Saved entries
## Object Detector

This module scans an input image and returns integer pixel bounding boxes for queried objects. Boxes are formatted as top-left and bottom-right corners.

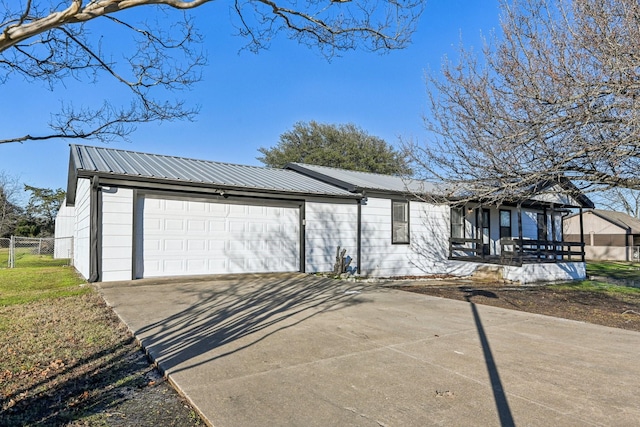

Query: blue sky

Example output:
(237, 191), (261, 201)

(0, 0), (499, 202)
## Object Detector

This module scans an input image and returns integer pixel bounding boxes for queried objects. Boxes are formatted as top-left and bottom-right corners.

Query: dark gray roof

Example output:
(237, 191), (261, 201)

(285, 163), (437, 194)
(69, 145), (359, 198)
(590, 209), (640, 234)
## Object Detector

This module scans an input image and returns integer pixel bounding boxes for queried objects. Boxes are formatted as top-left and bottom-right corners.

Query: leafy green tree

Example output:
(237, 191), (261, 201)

(22, 185), (65, 236)
(257, 121), (411, 175)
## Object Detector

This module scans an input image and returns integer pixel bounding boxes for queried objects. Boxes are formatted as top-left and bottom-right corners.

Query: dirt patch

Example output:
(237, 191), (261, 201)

(0, 292), (202, 426)
(397, 283), (640, 332)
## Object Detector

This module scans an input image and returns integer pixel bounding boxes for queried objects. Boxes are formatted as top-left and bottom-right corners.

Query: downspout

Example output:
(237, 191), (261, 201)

(516, 202), (524, 264)
(300, 200), (307, 273)
(580, 206), (585, 262)
(551, 203), (558, 260)
(356, 199), (364, 275)
(88, 176), (102, 283)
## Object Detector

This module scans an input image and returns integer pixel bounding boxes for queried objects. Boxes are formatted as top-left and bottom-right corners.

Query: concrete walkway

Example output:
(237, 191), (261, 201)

(101, 275), (640, 427)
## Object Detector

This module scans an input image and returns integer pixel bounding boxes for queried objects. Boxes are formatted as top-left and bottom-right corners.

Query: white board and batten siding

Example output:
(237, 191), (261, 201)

(361, 197), (470, 277)
(53, 200), (76, 259)
(73, 178), (91, 278)
(305, 202), (358, 273)
(100, 187), (134, 282)
(137, 195), (300, 277)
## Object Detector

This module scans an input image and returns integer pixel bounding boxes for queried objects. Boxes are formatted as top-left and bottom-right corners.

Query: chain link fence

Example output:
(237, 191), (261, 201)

(0, 236), (73, 268)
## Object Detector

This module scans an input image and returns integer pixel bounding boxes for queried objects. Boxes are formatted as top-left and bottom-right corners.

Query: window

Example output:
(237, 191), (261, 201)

(537, 213), (548, 240)
(391, 200), (409, 243)
(500, 210), (513, 239)
(451, 208), (464, 243)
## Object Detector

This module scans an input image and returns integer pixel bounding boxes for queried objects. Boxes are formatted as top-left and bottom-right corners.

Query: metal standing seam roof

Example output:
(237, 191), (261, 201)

(285, 163), (438, 194)
(591, 209), (640, 234)
(70, 144), (359, 198)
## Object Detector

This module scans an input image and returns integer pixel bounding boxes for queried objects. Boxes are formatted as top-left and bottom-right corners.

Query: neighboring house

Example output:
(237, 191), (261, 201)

(563, 209), (640, 261)
(58, 145), (593, 283)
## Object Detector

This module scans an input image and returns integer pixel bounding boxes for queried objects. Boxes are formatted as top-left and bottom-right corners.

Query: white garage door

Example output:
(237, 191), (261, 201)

(138, 196), (300, 277)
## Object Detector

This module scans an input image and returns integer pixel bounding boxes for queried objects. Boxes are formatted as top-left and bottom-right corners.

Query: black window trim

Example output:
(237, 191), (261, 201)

(391, 199), (411, 245)
(498, 209), (513, 239)
(449, 206), (467, 245)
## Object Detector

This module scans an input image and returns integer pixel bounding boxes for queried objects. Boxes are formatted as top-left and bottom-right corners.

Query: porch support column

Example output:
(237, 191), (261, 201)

(538, 206), (549, 259)
(476, 205), (484, 259)
(516, 202), (524, 262)
(580, 206), (585, 262)
(551, 203), (558, 259)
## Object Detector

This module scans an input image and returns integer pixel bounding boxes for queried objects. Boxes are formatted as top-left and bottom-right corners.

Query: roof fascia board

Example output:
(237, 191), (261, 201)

(284, 163), (362, 193)
(66, 149), (78, 206)
(87, 171), (362, 200)
(589, 210), (632, 234)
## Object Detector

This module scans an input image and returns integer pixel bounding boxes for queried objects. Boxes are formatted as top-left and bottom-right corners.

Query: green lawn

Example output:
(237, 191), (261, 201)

(549, 261), (640, 294)
(587, 261), (640, 280)
(0, 255), (91, 306)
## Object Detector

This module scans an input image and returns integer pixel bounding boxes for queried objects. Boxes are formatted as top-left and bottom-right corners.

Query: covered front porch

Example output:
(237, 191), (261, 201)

(449, 201), (585, 267)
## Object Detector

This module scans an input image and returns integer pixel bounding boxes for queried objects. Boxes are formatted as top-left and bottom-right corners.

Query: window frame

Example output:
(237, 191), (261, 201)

(391, 199), (411, 245)
(449, 206), (467, 244)
(498, 209), (513, 239)
(536, 212), (549, 242)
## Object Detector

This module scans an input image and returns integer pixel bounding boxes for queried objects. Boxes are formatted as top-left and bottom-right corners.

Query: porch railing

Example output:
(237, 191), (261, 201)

(449, 238), (584, 265)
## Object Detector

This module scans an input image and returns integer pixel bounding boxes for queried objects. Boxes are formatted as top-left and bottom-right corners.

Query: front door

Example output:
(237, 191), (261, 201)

(476, 209), (491, 256)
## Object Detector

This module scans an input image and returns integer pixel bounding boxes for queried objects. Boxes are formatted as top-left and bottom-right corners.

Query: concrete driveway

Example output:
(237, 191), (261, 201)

(101, 274), (640, 427)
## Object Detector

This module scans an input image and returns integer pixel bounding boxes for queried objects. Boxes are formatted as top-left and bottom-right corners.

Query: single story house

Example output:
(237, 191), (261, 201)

(56, 145), (593, 283)
(563, 209), (640, 261)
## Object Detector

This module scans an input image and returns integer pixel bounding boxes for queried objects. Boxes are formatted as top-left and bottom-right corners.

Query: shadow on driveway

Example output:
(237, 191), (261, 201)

(108, 274), (366, 373)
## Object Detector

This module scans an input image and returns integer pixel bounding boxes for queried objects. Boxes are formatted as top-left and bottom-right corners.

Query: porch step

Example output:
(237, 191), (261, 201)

(471, 265), (504, 282)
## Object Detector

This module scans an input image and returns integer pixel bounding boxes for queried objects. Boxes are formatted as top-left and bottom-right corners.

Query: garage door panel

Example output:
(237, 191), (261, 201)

(139, 197), (300, 277)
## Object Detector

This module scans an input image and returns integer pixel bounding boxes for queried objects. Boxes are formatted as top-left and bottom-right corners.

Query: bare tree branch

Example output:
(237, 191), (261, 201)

(407, 0), (640, 205)
(0, 0), (424, 144)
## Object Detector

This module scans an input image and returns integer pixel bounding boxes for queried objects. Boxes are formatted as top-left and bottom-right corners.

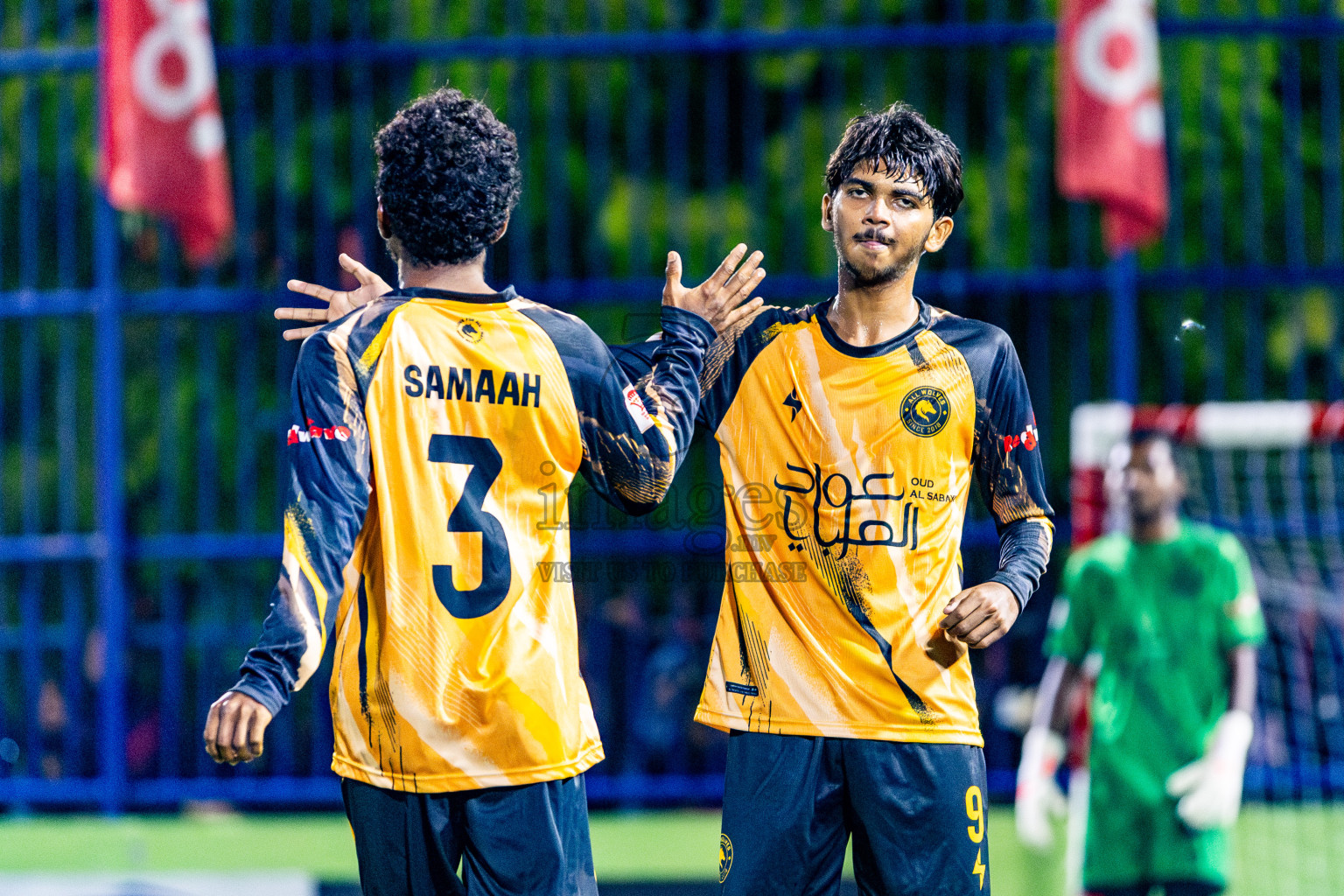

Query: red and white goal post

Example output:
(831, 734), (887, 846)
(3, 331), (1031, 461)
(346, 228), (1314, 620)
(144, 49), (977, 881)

(1068, 402), (1344, 547)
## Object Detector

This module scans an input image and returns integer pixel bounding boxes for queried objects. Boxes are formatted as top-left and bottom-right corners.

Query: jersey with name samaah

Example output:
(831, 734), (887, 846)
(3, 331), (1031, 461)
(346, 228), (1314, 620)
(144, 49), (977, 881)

(696, 299), (1054, 746)
(235, 289), (714, 791)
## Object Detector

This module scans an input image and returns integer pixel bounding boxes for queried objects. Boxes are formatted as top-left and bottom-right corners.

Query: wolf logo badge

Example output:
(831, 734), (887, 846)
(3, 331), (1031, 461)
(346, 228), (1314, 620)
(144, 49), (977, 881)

(900, 386), (951, 438)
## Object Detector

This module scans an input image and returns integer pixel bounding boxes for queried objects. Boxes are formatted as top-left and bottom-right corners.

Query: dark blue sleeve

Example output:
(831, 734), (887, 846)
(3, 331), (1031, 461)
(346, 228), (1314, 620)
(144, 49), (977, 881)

(233, 318), (371, 715)
(519, 304), (714, 514)
(975, 331), (1055, 606)
(931, 316), (1055, 606)
(612, 306), (810, 432)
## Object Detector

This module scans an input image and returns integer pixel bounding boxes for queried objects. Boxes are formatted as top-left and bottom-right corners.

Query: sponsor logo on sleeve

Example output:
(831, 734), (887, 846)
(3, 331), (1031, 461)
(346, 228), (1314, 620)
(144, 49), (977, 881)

(719, 834), (732, 884)
(457, 317), (485, 342)
(285, 419), (349, 444)
(625, 386), (653, 432)
(1004, 424), (1040, 454)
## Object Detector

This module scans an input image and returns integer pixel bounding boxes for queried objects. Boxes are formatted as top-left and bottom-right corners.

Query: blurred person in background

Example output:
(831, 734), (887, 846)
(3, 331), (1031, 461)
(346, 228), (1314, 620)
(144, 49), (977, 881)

(1016, 432), (1264, 896)
(204, 88), (757, 896)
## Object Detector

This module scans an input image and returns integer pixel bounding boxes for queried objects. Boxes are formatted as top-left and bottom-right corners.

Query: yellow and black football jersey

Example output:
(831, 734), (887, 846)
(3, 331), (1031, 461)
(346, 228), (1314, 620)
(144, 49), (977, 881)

(235, 289), (714, 791)
(621, 302), (1054, 746)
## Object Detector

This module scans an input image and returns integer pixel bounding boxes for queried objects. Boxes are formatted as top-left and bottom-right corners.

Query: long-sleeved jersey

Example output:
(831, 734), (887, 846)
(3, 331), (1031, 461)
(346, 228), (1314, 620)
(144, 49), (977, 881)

(620, 301), (1054, 746)
(235, 289), (714, 791)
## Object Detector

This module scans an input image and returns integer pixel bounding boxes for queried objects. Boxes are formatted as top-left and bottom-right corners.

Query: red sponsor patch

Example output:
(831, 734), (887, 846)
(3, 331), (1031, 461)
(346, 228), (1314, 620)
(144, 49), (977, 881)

(625, 386), (653, 432)
(1004, 424), (1040, 454)
(285, 421), (349, 444)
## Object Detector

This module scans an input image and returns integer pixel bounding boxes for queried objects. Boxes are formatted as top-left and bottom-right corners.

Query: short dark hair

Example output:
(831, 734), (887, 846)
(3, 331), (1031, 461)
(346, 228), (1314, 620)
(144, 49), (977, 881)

(374, 88), (523, 268)
(827, 102), (963, 219)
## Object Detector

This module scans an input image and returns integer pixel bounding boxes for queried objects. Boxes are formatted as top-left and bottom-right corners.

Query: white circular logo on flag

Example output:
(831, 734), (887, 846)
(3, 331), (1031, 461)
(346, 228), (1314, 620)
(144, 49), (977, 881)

(130, 0), (215, 121)
(1074, 0), (1160, 106)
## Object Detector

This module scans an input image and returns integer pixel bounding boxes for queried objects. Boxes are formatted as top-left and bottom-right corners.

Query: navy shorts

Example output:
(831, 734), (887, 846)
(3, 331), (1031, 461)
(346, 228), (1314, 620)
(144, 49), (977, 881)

(719, 731), (989, 896)
(341, 775), (597, 896)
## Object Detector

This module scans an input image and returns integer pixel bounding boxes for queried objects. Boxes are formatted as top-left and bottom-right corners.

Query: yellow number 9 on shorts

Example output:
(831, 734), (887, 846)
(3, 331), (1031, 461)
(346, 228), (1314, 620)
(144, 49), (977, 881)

(966, 785), (985, 844)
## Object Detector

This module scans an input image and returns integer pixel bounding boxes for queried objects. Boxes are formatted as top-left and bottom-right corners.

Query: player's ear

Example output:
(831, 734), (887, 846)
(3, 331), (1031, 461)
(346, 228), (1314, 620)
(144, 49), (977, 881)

(925, 215), (951, 253)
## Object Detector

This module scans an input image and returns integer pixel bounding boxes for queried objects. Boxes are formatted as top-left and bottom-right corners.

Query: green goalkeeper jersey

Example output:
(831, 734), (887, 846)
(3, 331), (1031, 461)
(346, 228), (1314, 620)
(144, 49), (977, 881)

(1046, 522), (1264, 806)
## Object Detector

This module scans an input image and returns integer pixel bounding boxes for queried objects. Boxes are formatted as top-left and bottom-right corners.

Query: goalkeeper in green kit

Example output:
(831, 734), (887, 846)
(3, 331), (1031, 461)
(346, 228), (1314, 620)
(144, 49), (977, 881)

(1016, 432), (1264, 896)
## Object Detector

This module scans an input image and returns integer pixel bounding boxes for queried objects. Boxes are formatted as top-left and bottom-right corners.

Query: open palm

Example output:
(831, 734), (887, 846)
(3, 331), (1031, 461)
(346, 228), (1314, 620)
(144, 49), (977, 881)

(276, 253), (393, 340)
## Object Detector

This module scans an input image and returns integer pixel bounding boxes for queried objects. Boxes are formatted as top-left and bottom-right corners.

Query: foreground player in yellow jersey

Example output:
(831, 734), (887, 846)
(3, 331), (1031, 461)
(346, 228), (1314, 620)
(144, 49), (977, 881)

(204, 88), (760, 896)
(619, 105), (1054, 896)
(286, 105), (1054, 896)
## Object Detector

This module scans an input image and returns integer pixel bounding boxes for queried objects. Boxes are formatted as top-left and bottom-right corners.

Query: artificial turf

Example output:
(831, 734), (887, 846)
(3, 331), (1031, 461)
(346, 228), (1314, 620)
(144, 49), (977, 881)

(0, 806), (1344, 896)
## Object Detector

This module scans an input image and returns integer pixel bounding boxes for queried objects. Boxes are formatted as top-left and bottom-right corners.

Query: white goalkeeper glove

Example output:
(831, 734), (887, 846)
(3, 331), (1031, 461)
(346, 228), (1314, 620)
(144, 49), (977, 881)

(1013, 727), (1068, 850)
(1166, 710), (1254, 830)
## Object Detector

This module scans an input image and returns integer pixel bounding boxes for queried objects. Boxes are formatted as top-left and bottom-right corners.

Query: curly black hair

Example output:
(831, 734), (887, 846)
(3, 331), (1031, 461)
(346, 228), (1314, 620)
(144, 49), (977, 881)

(827, 102), (963, 219)
(374, 88), (523, 268)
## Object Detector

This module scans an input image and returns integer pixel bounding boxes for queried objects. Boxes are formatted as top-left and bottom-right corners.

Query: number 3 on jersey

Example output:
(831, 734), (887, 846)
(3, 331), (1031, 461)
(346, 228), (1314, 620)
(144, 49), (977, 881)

(429, 435), (514, 620)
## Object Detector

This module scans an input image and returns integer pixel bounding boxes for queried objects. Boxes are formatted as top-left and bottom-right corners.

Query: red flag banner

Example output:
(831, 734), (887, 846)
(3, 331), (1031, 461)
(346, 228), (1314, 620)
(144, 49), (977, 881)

(1056, 0), (1168, 256)
(100, 0), (234, 264)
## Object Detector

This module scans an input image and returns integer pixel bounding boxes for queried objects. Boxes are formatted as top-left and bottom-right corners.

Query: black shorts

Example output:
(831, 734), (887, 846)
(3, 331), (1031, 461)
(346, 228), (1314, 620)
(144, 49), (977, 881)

(719, 731), (989, 896)
(341, 775), (597, 896)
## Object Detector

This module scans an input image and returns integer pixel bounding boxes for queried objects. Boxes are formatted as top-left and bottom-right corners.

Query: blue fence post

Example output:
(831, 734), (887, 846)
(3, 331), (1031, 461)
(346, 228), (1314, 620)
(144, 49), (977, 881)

(94, 192), (126, 814)
(1106, 250), (1138, 404)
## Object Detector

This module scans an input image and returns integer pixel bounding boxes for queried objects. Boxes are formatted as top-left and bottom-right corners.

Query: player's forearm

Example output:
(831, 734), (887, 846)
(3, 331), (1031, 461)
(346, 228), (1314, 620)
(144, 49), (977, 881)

(1227, 646), (1256, 713)
(584, 306), (714, 516)
(990, 516), (1054, 607)
(641, 304), (717, 451)
(1031, 657), (1082, 735)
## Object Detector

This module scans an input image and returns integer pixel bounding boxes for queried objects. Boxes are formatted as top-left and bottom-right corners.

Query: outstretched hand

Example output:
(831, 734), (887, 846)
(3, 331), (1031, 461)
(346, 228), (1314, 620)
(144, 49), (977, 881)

(938, 582), (1021, 648)
(203, 690), (271, 766)
(276, 253), (393, 340)
(662, 243), (765, 333)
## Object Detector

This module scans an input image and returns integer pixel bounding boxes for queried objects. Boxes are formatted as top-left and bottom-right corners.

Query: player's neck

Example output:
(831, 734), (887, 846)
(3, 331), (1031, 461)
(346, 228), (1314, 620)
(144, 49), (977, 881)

(1129, 513), (1180, 544)
(396, 253), (494, 296)
(827, 266), (920, 346)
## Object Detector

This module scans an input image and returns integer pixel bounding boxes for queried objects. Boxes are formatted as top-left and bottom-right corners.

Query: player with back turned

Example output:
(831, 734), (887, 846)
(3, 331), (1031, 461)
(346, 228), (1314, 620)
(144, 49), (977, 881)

(204, 88), (760, 896)
(1016, 432), (1264, 896)
(285, 105), (1054, 896)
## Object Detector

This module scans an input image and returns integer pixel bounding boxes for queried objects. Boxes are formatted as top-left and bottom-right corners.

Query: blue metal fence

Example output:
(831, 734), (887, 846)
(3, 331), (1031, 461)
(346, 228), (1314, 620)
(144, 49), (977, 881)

(0, 0), (1344, 811)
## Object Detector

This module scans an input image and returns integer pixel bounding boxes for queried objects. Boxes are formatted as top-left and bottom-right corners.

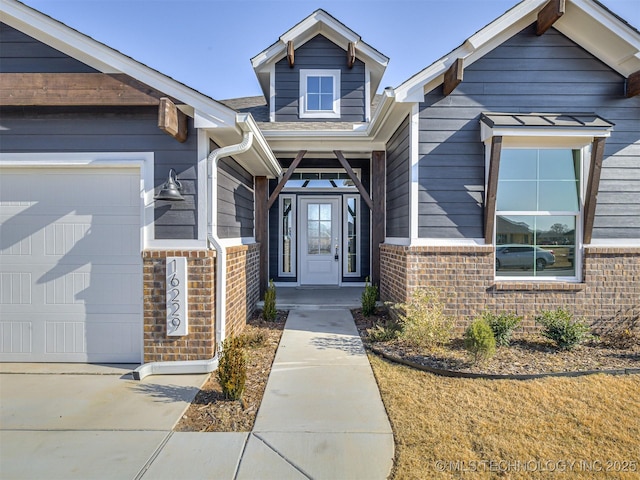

# JOB
Write out the records from their start through the line containing "(137, 195), (300, 277)", replacing "Example output" with "Sample output" and keeping everything else the same. Leave the pictures out.

# TASK RESPONSE
## Object Detector

This module scans an input image and returns integer pixel bounding boxes for queried objects. Boxes are formatted as top-left and bottom-right corners.


Query: blue sky

Sample output:
(237, 191), (261, 201)

(0, 0), (499, 202)
## Object Detector

This module scans an input image and returns integer pixel bounding boxes for queried objects. Boxes are formatted as top-left and bottom-right corners.

Query: dark gray roof

Sample output:
(237, 191), (261, 201)

(285, 163), (437, 194)
(69, 145), (359, 198)
(590, 209), (640, 234)
## Object Detector

This module scans an input image and returns integer pixel bounding boxes for queried objects. Boxes are formatted as top-left and bottom-right corners.

Query: leafy green tree

Sample output:
(237, 191), (261, 201)

(22, 185), (65, 236)
(257, 121), (411, 175)
## Object Detector

This module scans an input image and returns integer pixel bounding boxes for queried objects. Boxes are formatted as top-left and bottom-right corners.

Query: dirt patch

Sample output:
(237, 191), (261, 201)

(0, 292), (202, 426)
(397, 283), (640, 332)
## Object Detector

This module scans an input image and returns integer pixel bounding boxes for queried objects. Boxes are formatted as top-left and bottom-right corners.

Query: downspout

Sample output:
(237, 191), (261, 201)

(516, 202), (524, 264)
(300, 200), (307, 273)
(580, 206), (585, 262)
(551, 203), (558, 260)
(356, 199), (364, 275)
(88, 176), (102, 283)
## Object Detector

This module scans an input image and returns integer pixel bounding boxes for queried objects. Boxes are formatted as top-left and bottom-right corners.

Query: concrete walkway

Sample output:
(237, 191), (261, 201)

(101, 275), (640, 427)
## Object Detector

This module scans an input image and returns integer pixel bounding boxes for queried objects. Boxes are formatted as top-left and bottom-right corners.

Query: white board and batten siding

Sample output:
(237, 191), (261, 201)

(361, 197), (470, 277)
(53, 200), (76, 259)
(73, 178), (91, 278)
(305, 202), (358, 273)
(100, 187), (134, 282)
(137, 195), (300, 277)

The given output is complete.